# TAREFAS PROPOSTAS
**A.** Com base no texto-fonte, explique por que Eduardo Bolsonaro teria usado a conta bancária da esposa, segundo o relatório da Polícia Federal.
**B.** Indique se cada afirmação concorda com o texto-fonte, respondendo sim ou não e citando literalmente as palavras decisivas: (i) o SMS recebido por Bolsonaro em fevereiro de 2024 vinha de um número com DDD de Brasília; (ii) a mensagem informava que o número podia ser contatado pelo zap; (iii) o repasse de R$ 2 milhões ocorreu no dia 13 de maio.
**C.** Reproduza o trecho do texto-fonte que vai de "Ocultação de recursos" até "R$ 111 mil.", inclusive.

+++ TEXTO-FONTE

Contato proibido com Braga Netto

A PF também identificou que o ex-presidente manteve contato proibido com o ex-ministro Braga Netto. Em fevereiro de 2024, Bolsonaro recebeu SMS de um número com DDD de Brasília:

Estou com este número pré-pago para qualquer emergência. Não tem zap. Somente face time. Abs Braga Netto.

Ocultação de recursos em contas de esposas

O relatório da Polícia Federal aponta indícios de que Eduardo Bolsonaro usou a conta bancária de sua esposa, Heloísa, para receber valores do pai e, assim, evitar bloqueios judiciais em sua própria conta. Segundo os investigadores, essa prática fazia parte de um esquema de “artifícios para dissimular a origem e o destino do dinheiro”, voltado a garantir suporte às atividades políticas do deputado no exterior.

A análise da movimentação financeira mostrou que Jair Bolsonaro realizou, ao longo de 2025, sete transferências para contas do filho, que somaram mais de R$ 2,1 milhões. Entre elas, um repasse de R$ 2 milhões no dia 13 de maio, seguido de outros seis depósitos menores, que totalizaram R$ 111 mil.

++++++
+++ DADOS FORNECIDOS

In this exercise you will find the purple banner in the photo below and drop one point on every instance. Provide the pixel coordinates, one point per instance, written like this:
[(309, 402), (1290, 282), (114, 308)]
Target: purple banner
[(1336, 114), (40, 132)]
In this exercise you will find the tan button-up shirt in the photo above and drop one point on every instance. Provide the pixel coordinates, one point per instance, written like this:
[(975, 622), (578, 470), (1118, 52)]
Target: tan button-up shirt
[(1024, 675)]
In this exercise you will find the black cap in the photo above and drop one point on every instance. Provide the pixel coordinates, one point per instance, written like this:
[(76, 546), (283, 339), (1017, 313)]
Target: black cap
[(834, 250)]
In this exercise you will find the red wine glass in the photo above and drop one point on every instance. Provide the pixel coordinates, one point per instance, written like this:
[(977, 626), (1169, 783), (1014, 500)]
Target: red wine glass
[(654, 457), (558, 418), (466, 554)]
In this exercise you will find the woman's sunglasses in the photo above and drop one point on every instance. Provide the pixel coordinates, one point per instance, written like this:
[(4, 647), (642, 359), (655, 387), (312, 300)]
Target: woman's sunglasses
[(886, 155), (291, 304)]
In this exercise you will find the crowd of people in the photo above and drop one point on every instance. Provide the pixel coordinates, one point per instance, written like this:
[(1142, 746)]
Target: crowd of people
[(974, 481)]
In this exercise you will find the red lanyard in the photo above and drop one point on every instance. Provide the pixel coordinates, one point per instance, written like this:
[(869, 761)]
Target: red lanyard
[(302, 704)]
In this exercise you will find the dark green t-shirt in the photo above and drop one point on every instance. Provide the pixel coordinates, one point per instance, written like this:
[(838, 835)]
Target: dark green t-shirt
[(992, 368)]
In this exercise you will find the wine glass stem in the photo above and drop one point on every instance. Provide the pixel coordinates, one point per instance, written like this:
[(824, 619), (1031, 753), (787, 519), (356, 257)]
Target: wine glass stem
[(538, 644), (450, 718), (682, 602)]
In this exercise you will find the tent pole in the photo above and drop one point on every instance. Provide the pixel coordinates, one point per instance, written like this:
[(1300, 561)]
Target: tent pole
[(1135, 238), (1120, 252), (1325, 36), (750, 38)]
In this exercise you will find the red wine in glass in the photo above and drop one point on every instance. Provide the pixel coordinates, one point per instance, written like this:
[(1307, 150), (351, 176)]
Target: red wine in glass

++++++

# RESPOSTAS POR TAREFA
**A.** Segundo o relatório da Polícia Federal, Eduardo Bolsonaro teria usado a conta de sua esposa, Heloísa, para receber valores do pai e, assim, evitar bloqueios judiciais em sua própria conta. Os investigadores afirmam que essa prática integrava um esquema de "artifícios para dissimular a origem e o destino do dinheiro", voltado a garantir suporte às atividades políticas do deputado no exterior.

**B.**
(i) Sim: "Em fevereiro de 2024, Bolsonaro recebeu SMS de um número com DDD de Brasília"
(ii) Não: "Não tem zap. Somente face time."
(iii) Sim: "um repasse de R$ 2 milhões no dia 13 de maio"

**C.**
Ocultação de recursos em contas de esposas

O relatório da Polícia Federal aponta indícios de que Eduardo Bolsonaro usou a conta bancária de sua esposa, Heloísa, para receber valores do pai e, assim, evitar bloqueios judiciais em sua própria conta. Segundo os investigadores, essa prática fazia parte de um esquema de “artifícios para dissimular a origem e o destino do dinheiro”, voltado a garantir suporte às atividades políticas do deputado no exterior.

A análise da movimentação financeira mostrou que Jair Bolsonaro realizou, ao longo de 2025, sete transferências para contas do filho, que somaram mais de R$ 2,1 milhões. Entre elas, um repasse de R$ 2 milhões no dia 13 de maio, seguido de outros seis depósitos menores, que totalizaram R$ 111 mil.